Work order: Restate the entries word for word, leaving nothing out.

Record excerpts:
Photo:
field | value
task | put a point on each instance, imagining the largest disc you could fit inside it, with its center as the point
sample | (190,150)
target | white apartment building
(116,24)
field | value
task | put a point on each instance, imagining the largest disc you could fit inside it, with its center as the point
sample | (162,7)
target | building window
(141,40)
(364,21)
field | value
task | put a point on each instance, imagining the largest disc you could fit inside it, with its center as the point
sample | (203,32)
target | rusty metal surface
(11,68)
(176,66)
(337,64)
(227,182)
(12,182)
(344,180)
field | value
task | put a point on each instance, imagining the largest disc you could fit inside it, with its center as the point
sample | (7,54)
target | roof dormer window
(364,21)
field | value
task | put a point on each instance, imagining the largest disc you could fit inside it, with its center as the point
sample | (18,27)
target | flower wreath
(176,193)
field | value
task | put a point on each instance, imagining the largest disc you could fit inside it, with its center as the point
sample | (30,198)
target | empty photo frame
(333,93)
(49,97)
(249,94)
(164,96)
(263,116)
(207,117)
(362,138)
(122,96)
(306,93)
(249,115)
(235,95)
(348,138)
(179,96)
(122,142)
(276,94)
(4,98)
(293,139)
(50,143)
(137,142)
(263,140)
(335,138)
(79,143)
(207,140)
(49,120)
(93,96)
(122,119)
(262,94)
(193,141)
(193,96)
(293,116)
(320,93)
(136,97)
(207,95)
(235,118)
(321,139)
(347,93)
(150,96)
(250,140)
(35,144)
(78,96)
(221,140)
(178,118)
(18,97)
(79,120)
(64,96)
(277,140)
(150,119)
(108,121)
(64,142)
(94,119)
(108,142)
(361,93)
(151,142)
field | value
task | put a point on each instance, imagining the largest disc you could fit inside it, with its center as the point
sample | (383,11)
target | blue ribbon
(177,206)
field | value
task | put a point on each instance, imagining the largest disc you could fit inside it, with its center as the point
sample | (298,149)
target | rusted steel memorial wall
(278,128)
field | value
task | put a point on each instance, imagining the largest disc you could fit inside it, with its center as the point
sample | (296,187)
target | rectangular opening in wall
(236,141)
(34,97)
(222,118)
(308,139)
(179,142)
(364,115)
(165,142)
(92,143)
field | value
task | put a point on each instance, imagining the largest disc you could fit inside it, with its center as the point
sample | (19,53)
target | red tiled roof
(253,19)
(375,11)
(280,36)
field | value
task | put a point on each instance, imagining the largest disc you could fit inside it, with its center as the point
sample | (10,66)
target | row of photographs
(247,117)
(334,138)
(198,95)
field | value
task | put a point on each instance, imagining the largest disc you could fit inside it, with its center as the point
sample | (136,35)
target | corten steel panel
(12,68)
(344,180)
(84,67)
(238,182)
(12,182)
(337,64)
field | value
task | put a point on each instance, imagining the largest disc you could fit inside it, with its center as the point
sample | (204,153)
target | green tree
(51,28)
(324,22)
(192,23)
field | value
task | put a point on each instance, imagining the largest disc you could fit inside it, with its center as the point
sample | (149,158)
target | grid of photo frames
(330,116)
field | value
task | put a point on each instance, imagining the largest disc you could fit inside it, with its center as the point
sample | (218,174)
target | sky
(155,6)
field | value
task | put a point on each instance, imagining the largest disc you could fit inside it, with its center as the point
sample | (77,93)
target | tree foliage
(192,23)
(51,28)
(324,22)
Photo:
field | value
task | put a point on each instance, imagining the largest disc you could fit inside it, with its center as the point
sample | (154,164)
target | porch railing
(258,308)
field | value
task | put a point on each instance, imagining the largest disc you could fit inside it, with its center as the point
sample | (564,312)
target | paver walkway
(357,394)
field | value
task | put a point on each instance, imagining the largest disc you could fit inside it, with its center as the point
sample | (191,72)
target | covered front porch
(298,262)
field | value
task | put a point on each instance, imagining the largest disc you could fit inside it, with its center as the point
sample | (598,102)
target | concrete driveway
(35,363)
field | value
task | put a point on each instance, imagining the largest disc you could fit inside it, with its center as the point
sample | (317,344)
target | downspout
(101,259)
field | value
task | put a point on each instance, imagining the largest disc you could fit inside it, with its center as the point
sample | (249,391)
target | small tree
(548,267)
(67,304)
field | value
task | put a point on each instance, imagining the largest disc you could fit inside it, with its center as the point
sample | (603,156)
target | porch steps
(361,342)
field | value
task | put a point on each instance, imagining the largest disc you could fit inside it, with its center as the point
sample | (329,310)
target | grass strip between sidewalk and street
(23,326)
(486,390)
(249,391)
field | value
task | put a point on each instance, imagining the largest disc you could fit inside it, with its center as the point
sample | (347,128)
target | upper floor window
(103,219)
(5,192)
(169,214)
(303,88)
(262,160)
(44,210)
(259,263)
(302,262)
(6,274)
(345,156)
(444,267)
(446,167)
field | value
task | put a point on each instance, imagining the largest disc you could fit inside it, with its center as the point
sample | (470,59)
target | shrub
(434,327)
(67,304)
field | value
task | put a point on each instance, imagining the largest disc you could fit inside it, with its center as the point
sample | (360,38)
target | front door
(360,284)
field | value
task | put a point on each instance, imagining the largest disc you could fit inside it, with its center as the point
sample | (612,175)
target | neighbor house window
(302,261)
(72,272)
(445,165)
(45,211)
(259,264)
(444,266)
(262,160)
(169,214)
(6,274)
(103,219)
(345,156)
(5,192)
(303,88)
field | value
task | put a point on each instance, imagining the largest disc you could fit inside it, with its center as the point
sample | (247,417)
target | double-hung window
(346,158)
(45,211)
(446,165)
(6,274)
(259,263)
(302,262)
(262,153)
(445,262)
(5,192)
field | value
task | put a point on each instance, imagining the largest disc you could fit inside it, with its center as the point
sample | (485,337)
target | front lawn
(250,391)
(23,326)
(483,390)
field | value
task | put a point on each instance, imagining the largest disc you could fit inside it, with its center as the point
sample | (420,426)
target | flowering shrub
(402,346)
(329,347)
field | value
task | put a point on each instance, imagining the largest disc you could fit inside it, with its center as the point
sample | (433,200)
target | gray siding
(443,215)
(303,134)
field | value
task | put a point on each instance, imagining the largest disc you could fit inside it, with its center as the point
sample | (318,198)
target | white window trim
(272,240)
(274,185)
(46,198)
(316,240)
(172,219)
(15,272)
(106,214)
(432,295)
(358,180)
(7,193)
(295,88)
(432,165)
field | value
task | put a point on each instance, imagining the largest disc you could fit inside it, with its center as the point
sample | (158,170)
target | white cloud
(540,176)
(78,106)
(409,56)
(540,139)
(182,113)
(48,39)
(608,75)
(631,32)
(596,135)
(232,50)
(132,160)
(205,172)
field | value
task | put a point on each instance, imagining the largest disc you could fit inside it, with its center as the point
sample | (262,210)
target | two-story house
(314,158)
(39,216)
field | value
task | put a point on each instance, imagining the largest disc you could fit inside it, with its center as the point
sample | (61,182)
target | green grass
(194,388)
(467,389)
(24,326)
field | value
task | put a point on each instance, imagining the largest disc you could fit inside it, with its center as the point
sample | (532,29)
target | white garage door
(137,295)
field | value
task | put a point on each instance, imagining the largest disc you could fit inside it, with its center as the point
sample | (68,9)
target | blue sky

Task result:
Photo:
field | value
task | put a point on each instance, imagining the largest disc you could fit inside it, with its center as the point
sample | (190,150)
target | white apartment building
(116,24)
field | value
task | put a point on each instance, imagining the largest disc you could fit inside it, with its center as the point
sample | (162,7)
target | building window
(141,40)
(364,21)
field | value
task | put a point on each instance, imagining the largest disc you could fit inside it, with its center as the point
sample | (203,32)
target | rusty metal surface
(11,68)
(176,66)
(337,64)
(227,182)
(12,182)
(344,180)
field | value
task | put a point on each instance, imagining the largest disc you could fit inside it, with its center as the point
sample | (7,54)
target | roof dormer window
(364,21)
field | value
task | put a point on each instance, imagining the largest disc you could fit inside it, with its center as the point
sample | (18,27)
target | flower wreath
(176,193)
field | value
task | put a point on each instance, imagining the largest disc you could fit inside it, with its center as the point
sample | (30,198)
target | empty photo frame
(333,93)
(49,97)
(249,94)
(164,96)
(263,116)
(207,117)
(362,138)
(122,96)
(306,93)
(249,115)
(235,95)
(348,138)
(179,96)
(122,142)
(276,94)
(4,98)
(293,139)
(50,143)
(137,142)
(263,140)
(335,138)
(79,143)
(207,140)
(49,120)
(93,96)
(122,119)
(262,94)
(193,141)
(193,96)
(293,116)
(320,93)
(136,97)
(207,95)
(235,118)
(321,139)
(347,93)
(150,96)
(250,140)
(35,144)
(78,96)
(221,140)
(178,118)
(18,97)
(79,120)
(64,96)
(277,140)
(150,119)
(108,121)
(64,142)
(94,119)
(108,142)
(361,93)
(151,142)
field | value
task | put a point on each instance, imagining the largest disc you could fit inside it, with its center as the point
sample | (383,11)
target | blue ribbon
(177,206)
field | value
task | put a point on each instance, imagining the largest disc you could fit inside it, with its center as the point
sample | (298,149)
target | rusted steel memorial wall
(278,128)
field | value
task | put a point on each instance, imagining the largest disc you could fit inside it, with its center as the point
sample | (296,187)
target | rectangular opening in wall
(236,141)
(34,97)
(222,118)
(308,139)
(179,142)
(364,115)
(165,142)
(92,143)
field | value
task | put a point on each instance, imagining the largest disc you could fit inside it, with its center as the point
sample | (19,53)
target | red tiled roof
(253,19)
(375,11)
(280,36)
field | value
task | put a point on each instance, imagining the largest disc you could fit inside it, with its center as the point
sample | (10,66)
target | row of photographs
(247,117)
(334,138)
(198,95)
field | value
task | put a point on each instance, imagining the largest disc you could fit inside it, with its center as the point
sample | (136,35)
target | corten steel panel
(12,68)
(344,180)
(84,67)
(238,182)
(12,182)
(337,64)
field | value
task | put a point on each instance, imagining the largest disc you could fit inside it, with its center as the point
sample | (204,153)
target | green tree
(51,28)
(324,22)
(192,23)
field | value
task | put a point on each instance, imagining the largest disc you could fit inside it, with its center as the point
sample | (149,158)
target | grid of photo frames
(330,116)
field | value
task | put a point on each instance, imagining the largest disc you could fit inside it, with its center as the point
sample | (218,174)
target | sky
(155,6)
field | value
task | put a point on each instance, imagining the largest disc you could fit inside it, with its center as the point
sample | (77,93)
target | tree foliage
(192,23)
(51,28)
(324,22)
Photo:
field | value
task | put a point on each instance, imagining the largest disc you could fit inside it, with its center as the point
sample | (154,164)
target | porch railing
(258,308)
field | value
task | put a point on each instance, imagining the largest disc you could fit inside it, with its center as the point
sample | (564,312)
target | paver walkway
(357,394)
field | value
task | put a point on each instance, imagining the largest disc you could fit inside it, with its center as the point
sample | (191,72)
target | covered front porch
(298,262)
field | value
task | put a point on each instance, imagining the largest disc you could fit inside it, with its center as the point
sample | (598,102)
target | concrete driveway
(35,363)
field | value
task | put a point on each instance, imagining the largest disc you could fit inside it, with its center as the point
sample | (317,344)
target | downspout
(101,259)
field | value
task | put a point on each instance, imagining the largest disc you could fit inside it, with its center as the point
sample | (249,391)
target | small tree
(548,267)
(67,304)
field | value
task | put a point on each instance, imagining the largest disc you could fit inside it, with its center as the point
sample | (603,156)
target | porch steps
(361,342)
field | value
task | put a point on each instance, imagining the largest disc you could fit inside it, with its center as the point
sample | (329,310)
target | grass strip between sidewalk and street
(23,326)
(486,390)
(249,391)
field | value
task | put a point on each instance, imagining the largest disc you could fit inside it, with its center as the point
sample | (347,128)
target | upper floor window
(103,219)
(5,192)
(169,214)
(303,88)
(262,160)
(44,210)
(259,263)
(302,262)
(6,274)
(345,156)
(444,267)
(446,167)
field | value
task | put a point on each instance, imagining the largest disc you could fit inside it, with its center as the point
sample | (470,59)
target | shrub
(434,327)
(67,304)
field | value
task | put a point on each instance, imagining the largest disc you could fit inside it, with its center as the point
sample | (360,38)
target | front door
(360,284)
field | value
task | put a point on each instance, imagining the largest disc you could fit inside it, with its center as the point
sample | (612,175)
target | neighbor house window
(302,261)
(72,272)
(445,165)
(45,211)
(259,264)
(444,266)
(262,160)
(169,214)
(6,274)
(103,219)
(345,156)
(5,192)
(303,88)
field | value
task | put a point on each instance, imagining the largest disc you could fit inside it, with its center as the point
sample | (247,417)
target | double-hung window
(346,158)
(45,211)
(446,165)
(6,274)
(259,263)
(302,262)
(262,153)
(445,262)
(5,192)
field | value
task | put a point on each instance, imagining the largest disc you could fit inside it, with its center as the point
sample | (485,337)
target | front lawn
(250,391)
(23,326)
(483,390)
field | value
task | put a point on each instance, imagining the largest disc you could fit inside it, with its center as the point
sample | (420,426)
target | flowering shrub
(402,346)
(329,347)
field | value
task | put a point on each instance, imagining the largest disc you could fit inside it, with its center as the point
sample | (433,200)
target | gray siding
(443,215)
(303,134)
field | value
task | put a point on each instance, imagining the largest disc you could fit inside it, with its center as the point
sample | (318,198)
target | white window trim
(272,240)
(274,185)
(46,198)
(316,240)
(172,219)
(15,272)
(106,214)
(432,295)
(358,180)
(7,193)
(295,88)
(432,165)
field | value
task | put a point on each instance, imagining the largest disc you could fit inside it, with its center as the point
sample | (158,170)
target | white cloud
(540,176)
(78,106)
(409,56)
(540,139)
(182,113)
(48,39)
(608,75)
(631,32)
(596,135)
(232,50)
(132,160)
(205,172)
field | value
task | put a point on each instance, imagining the largest disc you could fit inside it, with its center as the point
sample | (262,210)
target | two-story house
(314,158)
(39,216)
field | value
task | put a point on each instance, imagining the largest disc you could fit inside it, with its center as the point
sample | (61,182)
target | green grass
(194,388)
(467,389)
(24,326)
field | value
task | put a point on each instance, imagining the largest disc you could fit inside it, with its center as the point
sample | (532,29)
target | white garage door
(137,295)
field | value
task | put a point on each instance, imagining the largest disc you could fit inside it, with its center as the point
sample | (68,9)
target | blue sky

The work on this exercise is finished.